## Enunciado proposto
Extraia dos itens abaixo todas as linhas em que aparece a palavra "figure", diferenciando maiúsculas de minúsculas.

## Itens para consulta
________________________________________
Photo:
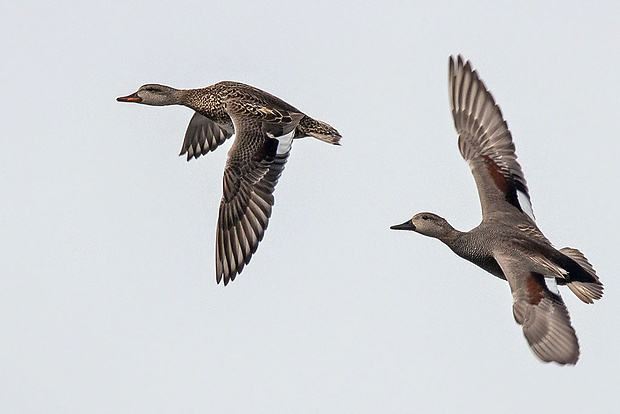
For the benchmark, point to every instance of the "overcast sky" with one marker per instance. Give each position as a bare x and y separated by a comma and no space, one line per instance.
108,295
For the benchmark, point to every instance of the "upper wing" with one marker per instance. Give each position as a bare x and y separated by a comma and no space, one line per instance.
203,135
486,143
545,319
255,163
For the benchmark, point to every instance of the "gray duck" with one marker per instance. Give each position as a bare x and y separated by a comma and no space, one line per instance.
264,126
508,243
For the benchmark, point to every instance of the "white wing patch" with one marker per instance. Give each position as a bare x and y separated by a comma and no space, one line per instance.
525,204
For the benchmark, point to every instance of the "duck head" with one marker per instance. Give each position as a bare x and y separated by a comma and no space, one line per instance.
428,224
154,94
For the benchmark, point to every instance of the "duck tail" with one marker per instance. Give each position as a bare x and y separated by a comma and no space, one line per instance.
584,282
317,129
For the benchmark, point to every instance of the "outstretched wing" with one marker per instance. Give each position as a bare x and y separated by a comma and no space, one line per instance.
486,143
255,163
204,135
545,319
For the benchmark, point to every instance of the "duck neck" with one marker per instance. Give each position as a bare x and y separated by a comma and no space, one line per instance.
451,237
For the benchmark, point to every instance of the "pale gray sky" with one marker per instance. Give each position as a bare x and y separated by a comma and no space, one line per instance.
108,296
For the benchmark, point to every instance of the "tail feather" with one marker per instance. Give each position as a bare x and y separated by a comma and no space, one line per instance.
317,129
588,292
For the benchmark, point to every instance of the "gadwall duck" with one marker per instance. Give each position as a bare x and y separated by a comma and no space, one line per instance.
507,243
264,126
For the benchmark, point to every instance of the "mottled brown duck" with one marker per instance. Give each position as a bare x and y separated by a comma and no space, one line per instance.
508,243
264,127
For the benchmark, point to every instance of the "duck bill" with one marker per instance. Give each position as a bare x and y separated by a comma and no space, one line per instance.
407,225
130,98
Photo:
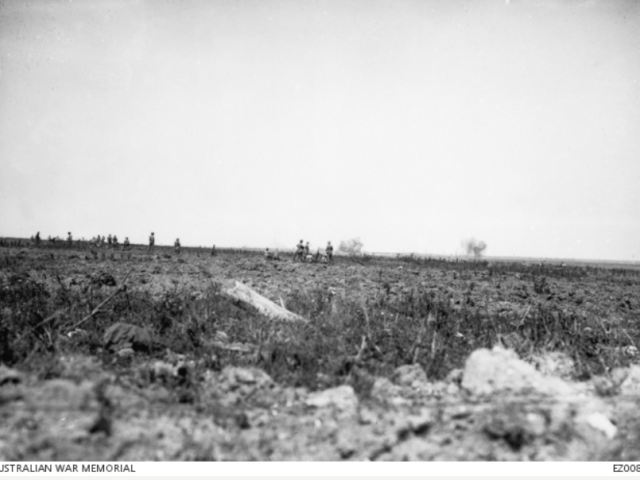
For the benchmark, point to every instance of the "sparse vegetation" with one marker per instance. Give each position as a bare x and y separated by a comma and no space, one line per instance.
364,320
________________________________________
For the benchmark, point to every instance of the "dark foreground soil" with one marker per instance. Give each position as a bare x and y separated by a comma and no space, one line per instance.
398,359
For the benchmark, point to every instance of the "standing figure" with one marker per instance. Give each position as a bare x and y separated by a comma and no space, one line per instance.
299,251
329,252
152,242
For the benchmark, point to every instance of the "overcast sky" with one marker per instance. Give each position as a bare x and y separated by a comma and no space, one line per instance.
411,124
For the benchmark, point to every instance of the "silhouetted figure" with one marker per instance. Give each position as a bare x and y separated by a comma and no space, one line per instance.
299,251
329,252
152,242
________________________________________
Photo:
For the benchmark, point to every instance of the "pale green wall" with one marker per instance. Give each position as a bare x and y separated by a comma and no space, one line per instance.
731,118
________________________________________
## Resposta ao exercício
For the benchmark, point to every instance of the "standing figure" with one marker per instance. Give each position as a bare x and y separated by a comma and no space, one line per instance.
For the benchmark, point to every instance of the "silhouetted figure" with one marker per instance. Give each position as a bare x and y separated by a comma and no space, one line per instance.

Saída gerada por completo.